EXTRAIT »

------

Le podium est entièrement européen. Rouge, jaune, orange et noir. Pour la première fois des troupes en short venus d’Europe gagnent une Coupe du Monde loin de leurs bases. Le Continent-Lumière s’adapte et s’exporte. Florilège des prestations des équipes du soit-disant Vieux continent.
Vainqueurs d'hier : la tête basse
Les finalistes de Berlin ne sont pas remis de leurs exploits de 2006. L’Italie et la France ont créé une surprise attendue. Des équipes vieillissantes. Encore plus mauvaises que les observateurs le redoutaient et bien moins entreprenantes que les supporters l’espéraient. Des sélectionneurs à court de solution avaient bâti des groupes sans cohérence, avec peine et sans perspective. Marcello Lippi et Raymond Domenech connaissaient le nom de leurs successeurs avant l’entrée dans la compétition. Le mauvais exemple ne sera sans doute pas suivi.
Faibles et opprimés : la tête haute
Les petits Européens venus de Slovénie, de Grèce et de Suisse ont alterné le bon, le moyen et le mauvais. Un match gagné. Insuffisant pour se qualifier mais nécessaire pour ne pas rentrer à la maison sous les quolibets. Être présents au raout des grands du ballon rond suffit au bonheur de ces nations. Ne pas repartir humiliés constitue un bonus. Seule la Slovaquie, inconnue et inattendue, s’est extirpée de sa poule, aux dépends d’Italiens suicidaires. Portés par le gentil géant Vittek, buteur en série, les souffre-douleurs des Tchèques ont pris leur revanche sur l’Histoire. Les faibles et les opprimés ont levé la tête. Juste le temps de voir fondre sur leur campement de fortune un engin de chantier orange et cruel.
Les outsiders déçoivent
Les outsiders danois et serbes, habitués du haut niveau, ont déçu. Les athlètes venus de Copenhague et de Belgrade disposaient des éléments collectifs et individuels pour effectuer un parcours honorable. Mais la magie n’a pas opéré. Le désenchantement pointe chez les voyantes aveugles des faubourgs malfamés de Leskovac et parmi les elfes facétieux des forêts du Midtjylland.
Le bateau Angleterre chavire
L’Angleterre a cherché hors de son île, les trésors qui lui font défaut. Une vieille habitude. Le tropisme du voyageur-voleur l’a amené sur les terres italiennes pour s’emparer d’un entraîneur italien. En toute courtoisie. L’heureux élu, grassement rétribué, est un gagnant patenté. Même s’il n’avait encore pas tenté l’expérience de sélectionneur. Rien n’y a fait. Fabio Capello a échoué. Largement et profondément. Comme un vulgaire technicien anglais. Pourtant, la solution aux maux anglais est simple : réarmer le navire-marchand en quête d'un gardien français et d'un attaquant argentin. Naturalisés aussitôt sortis des cales, ces deux éléments porteront l'équipe de la rose en demi-finale et seront aussitôt anoblis.

------

(Enregistrements conservés)
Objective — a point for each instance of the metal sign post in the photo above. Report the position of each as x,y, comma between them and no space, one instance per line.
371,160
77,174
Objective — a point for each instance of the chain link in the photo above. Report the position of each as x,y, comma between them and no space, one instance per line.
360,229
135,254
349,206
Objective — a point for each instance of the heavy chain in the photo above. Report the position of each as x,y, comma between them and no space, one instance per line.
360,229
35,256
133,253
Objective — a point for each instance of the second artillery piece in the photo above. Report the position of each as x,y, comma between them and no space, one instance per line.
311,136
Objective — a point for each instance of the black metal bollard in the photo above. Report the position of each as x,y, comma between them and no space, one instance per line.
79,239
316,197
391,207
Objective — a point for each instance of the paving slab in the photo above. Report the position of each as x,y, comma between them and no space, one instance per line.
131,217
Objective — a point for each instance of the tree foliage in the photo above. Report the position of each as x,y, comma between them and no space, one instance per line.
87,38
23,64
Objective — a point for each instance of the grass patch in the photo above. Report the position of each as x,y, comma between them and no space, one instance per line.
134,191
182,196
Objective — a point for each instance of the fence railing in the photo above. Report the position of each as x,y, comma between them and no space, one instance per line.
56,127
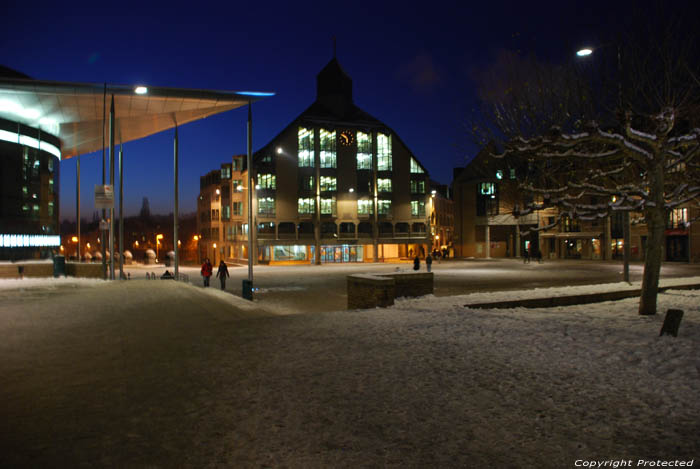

------

CONSIGNES »
**1)** Selon l'extrait, quel entraîneur l'Angleterre est-elle allée chercher en Italie ?
**2)** Quels sont tous les intertitres de l'extrait ?
**3)** Recopiez à l'identique, dans l'extrait, tout ce qui va de « Le bateau Angleterre » jusqu'à « seront aussitôt anoblis. ».
Répondez en vous appuyant uniquement sur l'extrait.

CORRIGÉ DES EXERCICES »
**1)** Fabio Capello.

**2)**
- Vainqueurs d'hier : la tête basse
- Faibles et opprimés : la tête haute
- Les outsiders déçoivent
- Le bateau Angleterre chavire

**3)**
Le bateau Angleterre chavire
L’Angleterre a cherché hors de son île, les trésors qui lui font défaut. Une vieille habitude. Le tropisme du voyageur-voleur l’a amené sur les terres italiennes pour s’emparer d’un entraîneur italien. En toute courtoisie. L’heureux élu, grassement rétribué, est un gagnant patenté. Même s’il n’avait encore pas tenté l’expérience de sélectionneur. Rien n’y a fait. Fabio Capello a échoué. Largement et profondément. Comme un vulgaire technicien anglais. Pourtant, la solution aux maux anglais est simple : réarmer le navire-marchand en quête d'un gardien français et d'un attaquant argentin. Naturalisés aussitôt sortis des cales, ces deux éléments porteront l'équipe de la rose en demi-finale et seront aussitôt anoblis.